__DOCUMENT TEXT__.
══════════

Those Greek originals (or, at least, copies of copies) would not be available for another century and, thus, Latin translations of Homer were not completed  until the mid-1500s; so, the "epic" tradition, as originally Greek as it might have been, passed into and through our Middle Ages and into modern times as "Virgilian" rather than "Homeric". When Dante sat around with his friends in 1300 talking about Homer —as he must have done— he knew about Homer and mythical Troy only through references in Roman writers, primarily Virgil, and through the veil of mythology, one much more impenetrable to him than it is to us today. Homer and Classical Greece  must have seemed to Dante as, perhaps, tales of Atlantis do to us, today. But Virgil? The entire Middle Ages knew Virgil —he was on the bookshelf. They quoted his language; indeed, they still wrote in Virgil's language, Latin,  though, ironically, it would be Dante, himself, to desert that language for the vernacular form later to become known as "Italian". 

Important sections of the Aeneid play out in the area around Naples. It is no problem at all, today, to walk up to the height of Posillipo where Virgil must have stood. It was called Posillipo even then, so named by Greeks centuries earlier —Pavsillipon, the "place where unhappiness ends". From there you can look west across the Bay of Pozzuoli, as Virgil must have looked as he struggled to put into poetry the mythology and events that were ancient even to him. You see a point of land that closes the bay at the other end. This is where Aeneas' comrade, Misenus, master of the sea-horn—the conch-shell—made "the waves ring" with his music and challenged the sea-god Triton to musical battle. For his troubles, he was dashed into the sea and killed by "jealous Triton". Then 

"...Pious Aeneas
sets up a mighty tomb above Misenus
bearing his arms, a trumpet, and an oar;
it stands beneath a lofty promontory,
now known as Cape Misenus after him:
it keeps a name that lasts through all the ages."

"All the ages" is a long time, but at least 2,000 years later, it is still Cape Miseno. 

Right past Miseno and the end of the bay, Aeneas and his men "glide to the Euboean coast of Cuma"—"Euboean" from the Greek isle of "Evvoia", purported home of those who had founded the city. Here 

"... you reach the town of Cumae
 the sacred lakes, the loud wood of Avernus,
 there you will see the frenzied prophetess
deep in her cave of rocks she charts the fates
... She will unfold for you... 
the wars that are to come and in what way 
you are to face or flee each crisis..."

This, of course, is where Aeneas has come to get the answer he seeks —where and whether the wandering Trojans will be able to rest. Here is the cave of the prophetess, the Sibyl of Cuma: 

"The giant flank of that Euboean crag
has been dug out into a cave; a hundred
broad ways lead to that place, a hundred gates;
as many voices rush from these..."

══════════

Stored items:
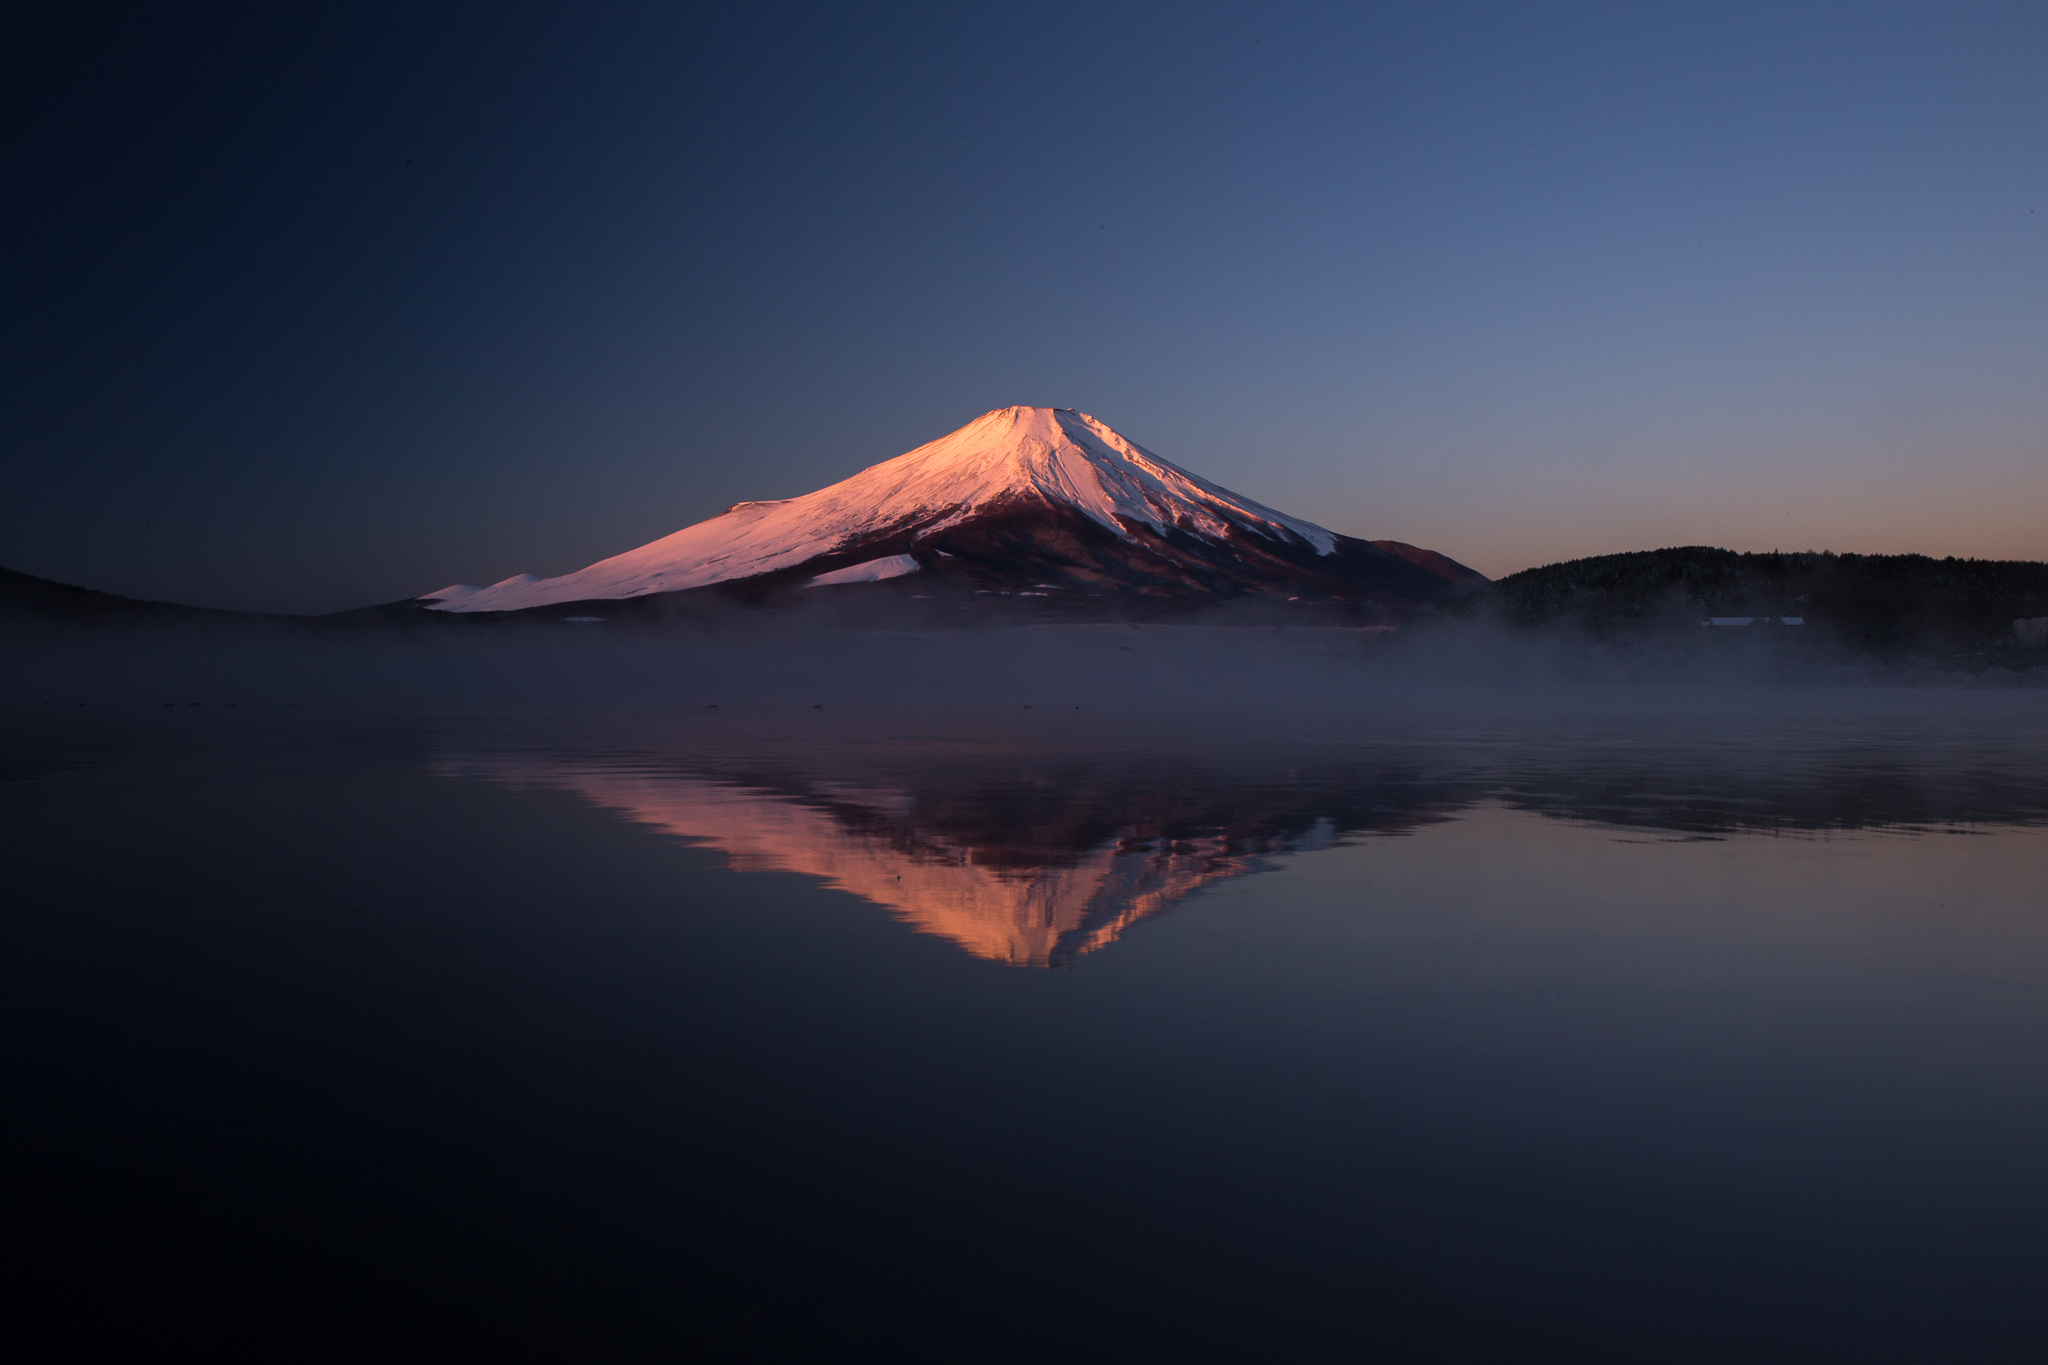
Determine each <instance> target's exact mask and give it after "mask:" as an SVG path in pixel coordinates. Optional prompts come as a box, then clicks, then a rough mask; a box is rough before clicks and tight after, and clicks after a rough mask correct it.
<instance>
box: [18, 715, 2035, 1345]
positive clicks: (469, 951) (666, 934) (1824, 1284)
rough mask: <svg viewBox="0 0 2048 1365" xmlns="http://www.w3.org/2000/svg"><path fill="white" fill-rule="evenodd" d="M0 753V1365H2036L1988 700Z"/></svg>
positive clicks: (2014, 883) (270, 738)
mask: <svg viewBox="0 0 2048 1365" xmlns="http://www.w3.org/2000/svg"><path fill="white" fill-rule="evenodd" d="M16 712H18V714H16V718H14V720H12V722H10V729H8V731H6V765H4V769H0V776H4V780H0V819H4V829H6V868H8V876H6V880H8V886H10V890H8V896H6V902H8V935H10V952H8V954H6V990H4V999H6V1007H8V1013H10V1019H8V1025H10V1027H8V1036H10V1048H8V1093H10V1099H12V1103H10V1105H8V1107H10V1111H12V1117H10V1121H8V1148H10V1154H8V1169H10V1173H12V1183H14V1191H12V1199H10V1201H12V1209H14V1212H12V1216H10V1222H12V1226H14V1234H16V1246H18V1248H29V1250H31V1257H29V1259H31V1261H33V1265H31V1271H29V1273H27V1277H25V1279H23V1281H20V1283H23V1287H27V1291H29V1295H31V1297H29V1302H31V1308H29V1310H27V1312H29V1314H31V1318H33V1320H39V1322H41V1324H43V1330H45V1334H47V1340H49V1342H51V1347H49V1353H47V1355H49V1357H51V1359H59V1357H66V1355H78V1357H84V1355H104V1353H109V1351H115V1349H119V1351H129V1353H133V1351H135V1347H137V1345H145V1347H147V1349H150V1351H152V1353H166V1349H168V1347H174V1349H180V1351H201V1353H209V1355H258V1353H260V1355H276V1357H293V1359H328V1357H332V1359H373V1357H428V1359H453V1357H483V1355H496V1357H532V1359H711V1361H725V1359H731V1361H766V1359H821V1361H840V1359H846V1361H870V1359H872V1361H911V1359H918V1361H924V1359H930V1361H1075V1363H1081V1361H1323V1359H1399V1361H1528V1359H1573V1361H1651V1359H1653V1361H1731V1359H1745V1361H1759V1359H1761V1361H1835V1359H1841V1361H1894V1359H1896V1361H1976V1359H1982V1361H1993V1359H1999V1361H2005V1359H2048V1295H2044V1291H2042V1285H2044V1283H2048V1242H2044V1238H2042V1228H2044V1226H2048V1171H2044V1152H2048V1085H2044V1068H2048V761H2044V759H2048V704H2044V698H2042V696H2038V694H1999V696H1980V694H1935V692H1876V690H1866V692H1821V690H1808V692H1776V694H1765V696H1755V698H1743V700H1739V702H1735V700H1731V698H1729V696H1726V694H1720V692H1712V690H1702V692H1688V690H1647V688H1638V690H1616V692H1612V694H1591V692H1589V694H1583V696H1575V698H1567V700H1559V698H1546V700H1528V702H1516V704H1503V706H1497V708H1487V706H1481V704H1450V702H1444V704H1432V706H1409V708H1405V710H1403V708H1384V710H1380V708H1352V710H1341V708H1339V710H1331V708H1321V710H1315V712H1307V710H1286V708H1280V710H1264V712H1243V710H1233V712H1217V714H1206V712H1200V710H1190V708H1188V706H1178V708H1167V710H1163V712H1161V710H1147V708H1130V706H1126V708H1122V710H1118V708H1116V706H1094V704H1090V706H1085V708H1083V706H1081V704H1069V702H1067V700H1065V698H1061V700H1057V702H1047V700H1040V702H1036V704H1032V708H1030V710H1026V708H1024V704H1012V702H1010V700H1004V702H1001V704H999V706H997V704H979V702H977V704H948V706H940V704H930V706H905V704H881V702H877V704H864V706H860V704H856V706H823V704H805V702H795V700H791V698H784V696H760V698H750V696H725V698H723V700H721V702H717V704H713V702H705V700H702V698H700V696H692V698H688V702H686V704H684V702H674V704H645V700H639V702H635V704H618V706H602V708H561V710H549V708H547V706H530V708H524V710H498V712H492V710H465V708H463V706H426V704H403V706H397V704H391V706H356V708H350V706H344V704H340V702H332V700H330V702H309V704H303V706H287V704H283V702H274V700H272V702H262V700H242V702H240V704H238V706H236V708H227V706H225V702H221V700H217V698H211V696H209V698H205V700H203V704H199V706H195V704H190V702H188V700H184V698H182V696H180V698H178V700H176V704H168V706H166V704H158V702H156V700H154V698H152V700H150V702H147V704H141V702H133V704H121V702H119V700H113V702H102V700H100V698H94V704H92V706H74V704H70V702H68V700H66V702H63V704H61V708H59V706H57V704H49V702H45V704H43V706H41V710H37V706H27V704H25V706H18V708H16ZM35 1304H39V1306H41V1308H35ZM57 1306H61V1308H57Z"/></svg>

══════════

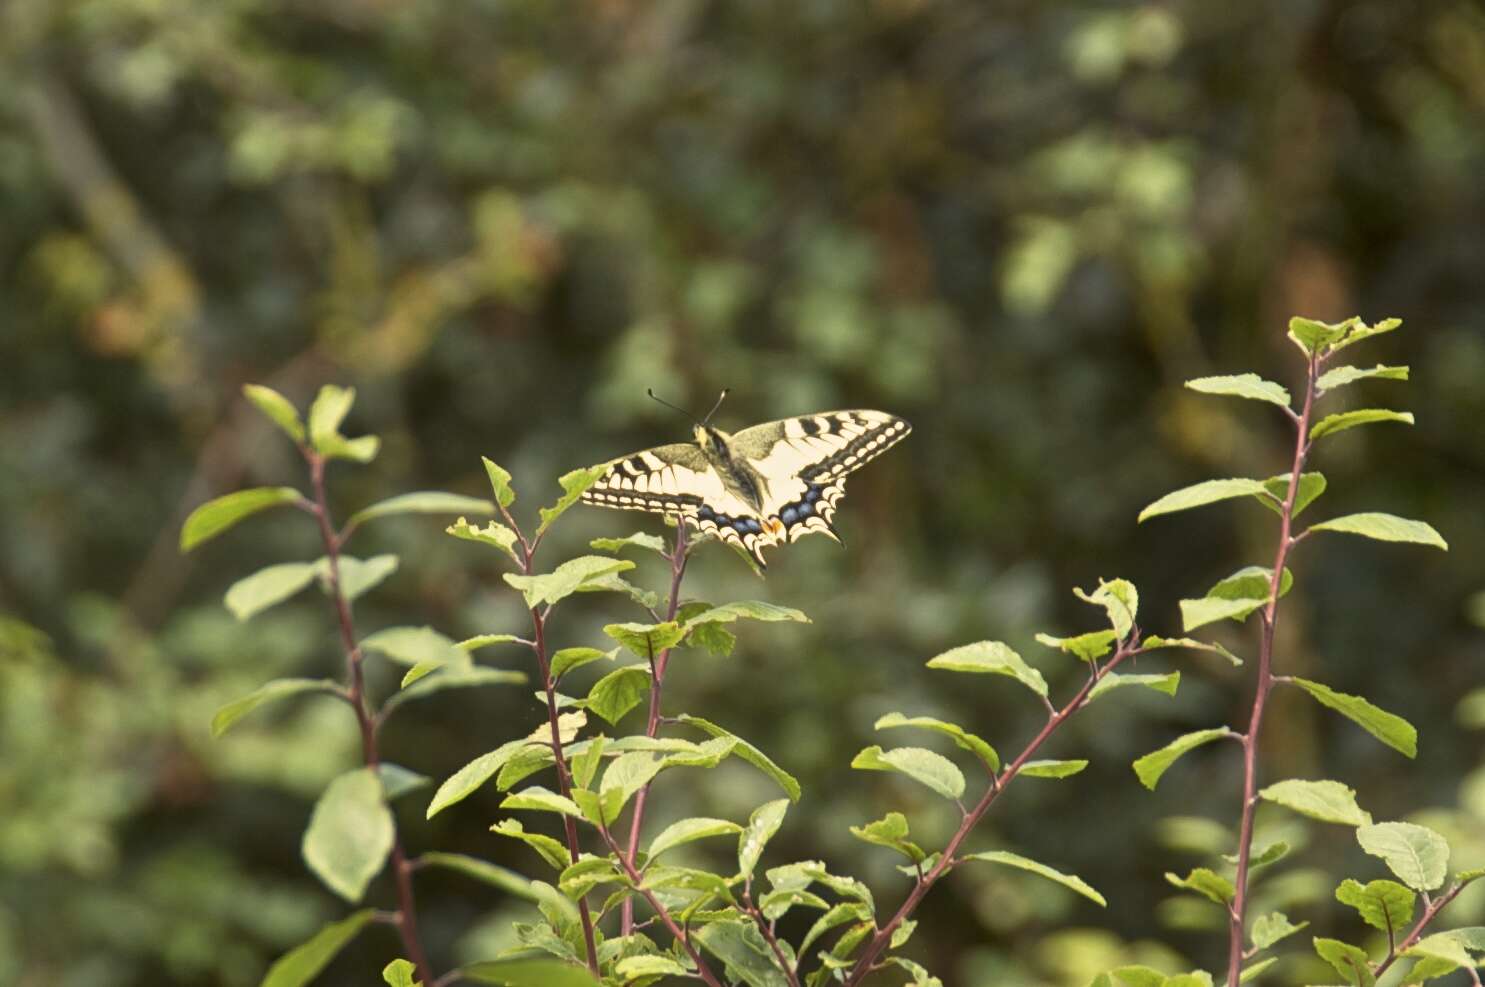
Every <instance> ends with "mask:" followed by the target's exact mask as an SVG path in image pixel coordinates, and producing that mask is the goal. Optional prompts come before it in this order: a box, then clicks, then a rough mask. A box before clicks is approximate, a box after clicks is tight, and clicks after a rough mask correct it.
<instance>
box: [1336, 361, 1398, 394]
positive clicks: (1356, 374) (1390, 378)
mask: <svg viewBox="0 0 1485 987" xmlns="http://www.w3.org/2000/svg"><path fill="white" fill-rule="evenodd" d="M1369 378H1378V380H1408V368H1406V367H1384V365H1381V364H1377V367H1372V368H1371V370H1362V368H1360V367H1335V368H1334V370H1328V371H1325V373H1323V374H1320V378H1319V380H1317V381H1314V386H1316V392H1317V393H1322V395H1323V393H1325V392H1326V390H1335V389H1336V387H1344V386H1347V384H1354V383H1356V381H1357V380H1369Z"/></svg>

══════════

__TASK SET__.
a: In the essay on Virgil and Naples, what does the Greek name Pavsillipon mean?
b: Please continue the essay on Virgil and Naples from the point where it stops.
The listing is separate material, unrelated to the essay on Virgil and Naples.

__ANSWERS BELOW__.
a: It means the "place where unhappiness ends."

b:
Then, Aeneas is off to the lake of Avernus to descend into the underworld to seek his father. At the lake still called Lago Averno, 

"There was a wide-mouthed cavern, deep and vast
and rugged, sheltered by a shadowed lake
and darkened groves; such vapor poured from those
black jaws to heaven's vault, no bird could fly
above unharmed (for which the Greeks have called
the place "Aornos" or "The birdless")..."

Here, then, is Virgil's repetition of the popular etymology that has Averno as the source of “infernal,” and even the word “inferior” in the sense of "the bottom part of"—i.e. the underworld, Hell. 

Aeneas finds his father Anchises, who tells him 

"...that famous Rome will make her boundaries
as broad as earth itself, will make her spirit
the equal of Olympus, and enclose
her seven hills within a single wall,
rejoicing in her race on men..."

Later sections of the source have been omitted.